O que fazer →
1. Redigite sem nenhuma alteração a parte do texto sobre funerais que se inicia nas palavras que contêm "A mudança mais" e termina em "sobre os funerais.".
2. De acordo com o texto sobre funerais, que palavra nem sequer ocorre na Bíblia?

A nossa sociedade tem se afastado de uma visão bíblica sobre a vida e a morte, a forma como as pessoas encaram os funerais e são conduzidos a eles, tem mudado com o tempo. No interesse de manter ou aumentar sua participação no mercado, as casas funerárias se ajustaram a essas mudanças e, por sua vez, formam uma força para mudar os hábitos das pessoas nas ocasiões dos funerais.
A mudança mais marcante foi a introdução da noção e atitude de “celebração da vida” no que era conhecido como “a casa do luto” (Ec 7.2). A ideia é que no funeral precisamos nos concentrar na vida e nas contribuições da pessoa e devemos ter uma atmosfera de comemoração. Essas mudanças devem nos fazer voltar os olhos à Bíblia para entender como Deus deseja que pensemos sobre os funerais.
Rituais
A Bíblia diz pouco sobre cerimônias fúnebres. A palavra funeral nem sequer ocorre na Bíblia. No entanto, há alusões bíblicas a cerimônias de vários tipos que indicam que essas existem. Como no caso de Cristo, por exemplo, visto que o sepultamento frequentemente acontecia às pressas, não houve cerimônia elaborada antes do enterro, no próprio dia de sua morte (Jo 19.31–33; 41–42). A ênfase parece estar no período do pesar e do luto após o sepultamento, durante o qual há lamentação prolongada e frequentemente “chamativa“, por meio da presença de carpideiras (p. ex., Lc 8.52).

Material fornecido →
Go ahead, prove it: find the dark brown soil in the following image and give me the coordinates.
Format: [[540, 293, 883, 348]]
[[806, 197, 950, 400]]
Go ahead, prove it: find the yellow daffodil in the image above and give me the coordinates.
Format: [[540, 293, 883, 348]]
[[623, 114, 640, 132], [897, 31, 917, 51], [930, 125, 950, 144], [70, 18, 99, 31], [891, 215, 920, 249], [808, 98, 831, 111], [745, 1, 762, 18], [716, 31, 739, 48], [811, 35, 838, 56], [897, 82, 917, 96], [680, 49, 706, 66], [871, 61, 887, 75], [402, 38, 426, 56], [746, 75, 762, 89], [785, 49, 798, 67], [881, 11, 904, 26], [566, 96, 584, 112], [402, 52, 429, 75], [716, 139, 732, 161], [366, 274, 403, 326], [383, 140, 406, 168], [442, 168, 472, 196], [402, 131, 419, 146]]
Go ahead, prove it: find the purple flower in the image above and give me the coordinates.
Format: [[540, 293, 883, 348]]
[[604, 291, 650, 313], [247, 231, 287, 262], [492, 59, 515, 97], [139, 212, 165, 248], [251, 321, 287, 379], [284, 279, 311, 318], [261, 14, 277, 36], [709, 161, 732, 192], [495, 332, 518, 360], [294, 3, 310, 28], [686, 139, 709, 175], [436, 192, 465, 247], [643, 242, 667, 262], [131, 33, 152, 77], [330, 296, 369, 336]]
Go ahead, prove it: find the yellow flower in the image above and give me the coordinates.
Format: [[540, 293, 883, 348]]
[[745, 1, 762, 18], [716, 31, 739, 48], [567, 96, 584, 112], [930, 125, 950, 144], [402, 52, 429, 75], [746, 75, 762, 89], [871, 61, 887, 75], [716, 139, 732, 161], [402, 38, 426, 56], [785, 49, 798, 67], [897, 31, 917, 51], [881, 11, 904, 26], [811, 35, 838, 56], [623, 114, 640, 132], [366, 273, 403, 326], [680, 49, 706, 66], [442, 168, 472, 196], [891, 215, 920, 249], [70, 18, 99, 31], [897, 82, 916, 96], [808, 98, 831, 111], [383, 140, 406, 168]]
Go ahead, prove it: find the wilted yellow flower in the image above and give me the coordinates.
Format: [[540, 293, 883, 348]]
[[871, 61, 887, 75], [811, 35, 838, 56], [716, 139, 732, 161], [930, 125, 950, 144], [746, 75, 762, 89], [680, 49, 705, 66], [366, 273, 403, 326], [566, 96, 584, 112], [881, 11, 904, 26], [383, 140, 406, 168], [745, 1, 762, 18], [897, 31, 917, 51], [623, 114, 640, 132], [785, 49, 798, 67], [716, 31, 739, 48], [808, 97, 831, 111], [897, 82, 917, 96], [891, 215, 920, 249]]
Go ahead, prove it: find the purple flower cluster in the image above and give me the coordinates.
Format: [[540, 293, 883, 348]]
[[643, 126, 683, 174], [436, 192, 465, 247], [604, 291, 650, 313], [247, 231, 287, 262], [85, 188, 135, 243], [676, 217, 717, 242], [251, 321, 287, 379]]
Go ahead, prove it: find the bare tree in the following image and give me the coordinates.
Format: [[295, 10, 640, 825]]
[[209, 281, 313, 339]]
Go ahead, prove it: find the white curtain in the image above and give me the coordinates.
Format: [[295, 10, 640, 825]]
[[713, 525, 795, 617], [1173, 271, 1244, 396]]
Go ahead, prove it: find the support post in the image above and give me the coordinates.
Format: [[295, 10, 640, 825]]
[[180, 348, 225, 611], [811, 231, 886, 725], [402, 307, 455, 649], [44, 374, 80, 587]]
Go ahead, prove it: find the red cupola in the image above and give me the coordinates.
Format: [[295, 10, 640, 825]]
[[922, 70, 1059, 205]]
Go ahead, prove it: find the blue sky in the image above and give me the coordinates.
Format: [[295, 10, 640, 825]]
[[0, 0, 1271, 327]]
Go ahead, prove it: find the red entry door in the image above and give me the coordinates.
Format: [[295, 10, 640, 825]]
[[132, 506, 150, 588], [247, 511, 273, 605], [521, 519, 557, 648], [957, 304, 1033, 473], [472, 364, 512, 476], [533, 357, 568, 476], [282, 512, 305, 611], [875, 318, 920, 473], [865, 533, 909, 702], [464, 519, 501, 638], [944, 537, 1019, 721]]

Respostas por tarefa →
1.
A mudança mais marcante foi a introdução da noção e atitude de “celebração da vida” no que era conhecido como “a casa do luto” (Ec 7.2). A ideia é que no funeral precisamos nos concentrar na vida e nas contribuições da pessoa e devemos ter uma atmosfera de comemoração. Essas mudanças devem nos fazer voltar os olhos à Bíblia para entender como Deus deseja que pensemos sobre os funerais.

2. A palavra funeral.